ABOUT THIS EXERCISE
Top to bottom, output the entries that follow exactly.

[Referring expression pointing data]
+===+
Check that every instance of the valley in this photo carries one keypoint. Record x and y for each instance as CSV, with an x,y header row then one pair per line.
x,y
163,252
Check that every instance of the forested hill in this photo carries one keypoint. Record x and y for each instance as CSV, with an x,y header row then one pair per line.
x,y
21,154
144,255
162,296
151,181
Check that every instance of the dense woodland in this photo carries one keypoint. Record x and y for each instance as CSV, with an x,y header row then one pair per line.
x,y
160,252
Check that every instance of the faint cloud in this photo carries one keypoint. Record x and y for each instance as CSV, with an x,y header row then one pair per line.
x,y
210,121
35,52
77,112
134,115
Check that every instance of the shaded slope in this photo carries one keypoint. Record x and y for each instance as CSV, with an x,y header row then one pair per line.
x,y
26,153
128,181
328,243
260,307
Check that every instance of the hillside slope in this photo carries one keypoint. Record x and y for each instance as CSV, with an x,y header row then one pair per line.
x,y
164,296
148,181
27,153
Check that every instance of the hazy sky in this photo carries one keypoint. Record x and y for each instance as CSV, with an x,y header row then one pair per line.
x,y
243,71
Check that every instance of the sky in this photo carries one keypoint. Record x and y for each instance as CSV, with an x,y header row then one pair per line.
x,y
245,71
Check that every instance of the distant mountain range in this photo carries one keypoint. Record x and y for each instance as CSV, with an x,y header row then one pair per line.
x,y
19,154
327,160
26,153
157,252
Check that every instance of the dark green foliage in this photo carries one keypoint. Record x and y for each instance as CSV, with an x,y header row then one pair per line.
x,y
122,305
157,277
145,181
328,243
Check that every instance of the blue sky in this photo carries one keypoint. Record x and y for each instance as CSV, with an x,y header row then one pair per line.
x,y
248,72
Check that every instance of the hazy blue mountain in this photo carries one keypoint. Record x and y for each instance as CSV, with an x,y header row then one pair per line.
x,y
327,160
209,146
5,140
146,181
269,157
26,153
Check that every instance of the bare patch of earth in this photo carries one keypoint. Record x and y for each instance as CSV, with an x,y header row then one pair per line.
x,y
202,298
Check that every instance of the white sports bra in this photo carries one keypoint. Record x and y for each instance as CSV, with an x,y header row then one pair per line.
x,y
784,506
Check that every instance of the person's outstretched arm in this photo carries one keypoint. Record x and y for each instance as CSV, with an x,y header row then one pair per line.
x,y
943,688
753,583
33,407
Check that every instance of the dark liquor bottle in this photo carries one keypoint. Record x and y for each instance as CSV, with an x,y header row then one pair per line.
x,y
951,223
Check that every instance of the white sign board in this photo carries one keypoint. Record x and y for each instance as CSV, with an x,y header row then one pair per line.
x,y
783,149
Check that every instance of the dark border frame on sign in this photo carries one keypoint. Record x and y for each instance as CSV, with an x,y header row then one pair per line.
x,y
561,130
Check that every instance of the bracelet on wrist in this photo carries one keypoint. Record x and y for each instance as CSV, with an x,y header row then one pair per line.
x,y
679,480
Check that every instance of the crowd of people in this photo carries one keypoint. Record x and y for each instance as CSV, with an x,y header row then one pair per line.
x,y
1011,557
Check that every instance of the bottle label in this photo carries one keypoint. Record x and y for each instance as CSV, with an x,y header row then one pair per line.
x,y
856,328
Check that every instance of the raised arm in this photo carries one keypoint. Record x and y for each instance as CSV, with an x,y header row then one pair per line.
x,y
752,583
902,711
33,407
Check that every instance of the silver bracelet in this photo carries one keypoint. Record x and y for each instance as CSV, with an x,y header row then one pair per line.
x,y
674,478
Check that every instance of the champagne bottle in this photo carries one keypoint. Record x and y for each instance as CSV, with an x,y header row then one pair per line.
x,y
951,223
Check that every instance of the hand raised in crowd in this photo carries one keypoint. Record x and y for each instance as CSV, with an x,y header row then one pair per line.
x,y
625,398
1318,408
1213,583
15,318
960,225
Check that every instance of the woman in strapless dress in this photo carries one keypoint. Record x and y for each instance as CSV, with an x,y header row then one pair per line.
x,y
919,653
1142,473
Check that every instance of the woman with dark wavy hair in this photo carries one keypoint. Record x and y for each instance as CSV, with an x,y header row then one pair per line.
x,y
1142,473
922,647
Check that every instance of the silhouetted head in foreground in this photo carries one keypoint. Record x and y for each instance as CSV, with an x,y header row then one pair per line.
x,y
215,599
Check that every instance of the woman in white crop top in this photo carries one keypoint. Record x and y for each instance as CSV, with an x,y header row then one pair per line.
+===+
PROBLEM SOLUTION
Check that every instance of the valley in this photo carries one keypoint. Record x and y for each instance as CSV, with an x,y header row then one pair per line.
x,y
163,252
Check that every instance of the forested hill in this photo carries one keypoint. Record x and y for each instance as CSV, with an x,y header row then one pair per line.
x,y
21,154
144,255
162,296
151,181
Check that every instance of the dense woodland in this photo carries one keypoint. Record x and y for each instance as CSV, with an x,y header row then one pair per line.
x,y
160,252
Check that every instance of the faint cloud in this photo carries one keypoint. Record x and y for each instance as CSV, with an x,y header row then one pair per line.
x,y
210,121
35,52
77,112
134,115
Check that every instance of the shaded slope in this photo carries one keypoint. Record x and y for each instance as CSV, with an x,y header row then one pair per line.
x,y
26,153
128,181
328,243
260,307
Check that every instance of the hillside slope in this photo carries one keypoint. Record x and y for each instance as CSV, with an x,y header row then one pair per line.
x,y
164,296
148,181
27,153
Check that every instance of the hazy sky in this photo carries one keypoint. Record x and y for each instance as CSV, with an x,y header row then one pair per line.
x,y
243,71
Check that every instance of the sky in this photo carries one keypoint. Record x and y for each instance as CSV, with an x,y header row then one pair per line.
x,y
245,71
Check that every instance of the distant mountain range in this photo carries one keypoint. Record x and y for each instance as CSV, with an x,y header row then one pair per line.
x,y
19,154
327,160
26,153
157,252
Check that every instance of the dark green foliage in this photo carries one keypoint. Record x and y for each instance as CSV, with an x,y header row then one pair per line.
x,y
122,305
157,277
145,181
328,243
Check that every instance of the blue sky in this photo carries one keypoint. Record x and y for each instance as CSV, with an x,y header row then one pair per line.
x,y
248,72
Check that every instance of the hazy blue mountain in this photo carries one keypoint. Record x and y for each instance as CSV, with an x,y header row then one pair per line.
x,y
327,160
209,146
5,140
146,181
269,157
26,153
Check that every instance of the bare patch of earth in this photo carries one keypoint. Record x and y for each instance as CSV, with an x,y header row then one pair per line.
x,y
202,298
Check that every instance of the white sports bra in this photo carries one keypoint. Record x and y for each instance as CSV, with an x,y header row then one pair per line.
x,y
784,506
Check that every instance of the person's outstretched arm in this photo carries one keypoint. Record x and y for each instance as CSV, with an x,y header row then one pair per line.
x,y
943,688
753,583
33,407
Check that every instance of the dark liquor bottle in this photo carries one keypoint. Record x and y for each instance as CSV, with an x,y header row then one pair per line.
x,y
951,223
Check that every instance of the white sign board in this photo carries one keypoint. Record x and y for each instance as CSV, with an x,y header row then one pair per line.
x,y
783,149
Check that every instance of the dark border frame on sign in this photo carries one keypoint. Record x and y for each instance as CSV, with an x,y header row then one pair per line.
x,y
561,130
Check that every instance of the bracelet on wrist in this photo carries one keypoint. Record x and y for each instance as CSV, with an x,y header row then one pair per line.
x,y
679,480
Check that every instance of the crowd of people in this photo carries one keypoint. Record x and y for each instance as CSV, with an x,y header row then one pair per line.
x,y
1011,557
Check that every instance of the bottle label in this photo carries one keypoint. Record x and y for each instance as CSV, with an x,y header row then one pair per line.
x,y
856,328
Check that every instance of the raised arm in this photo carries one keypoint. Record x and y for each instance as CSV, with an x,y header row then one pair per line.
x,y
752,583
902,711
33,407
Check that every instance of the silver bracelet in this photo carries one keypoint. Record x and y for each instance as CSV, with an x,y header row then one pair per line.
x,y
674,478
Check that every instance of the champagne bottle in this photo carries one keypoint. Record x and y for each instance as CSV, with an x,y header row then one pair per line.
x,y
951,223
Check that every instance of the hand raised in crowd in this photo carries one keypoint. Record x and y for each instance as CSV, with an x,y header row then one pair per line.
x,y
625,398
1318,408
1213,583
15,318
960,225
Check that every instance of the woman in strapless dress in this photo carries one keypoint. Record x and y for each instance as CSV, with an x,y header row then one pair per line.
x,y
919,653
1142,473
Check that every instance of the woman with dark wavy hair in this photo carries one keypoint. Record x and y for each instance as CSV, with an x,y header row then one pair per line.
x,y
1142,473
922,647
Check that every instance of the silhouetted head in foreground in this photo carries one keypoint. Record x and y for each instance as CSV, with an x,y header row then one pair per line.
x,y
215,599
Check that every instance of the woman in white crop top in this photo carries one keypoint. Record x and y for each instance as CSV, with an x,y header row then one pair per line.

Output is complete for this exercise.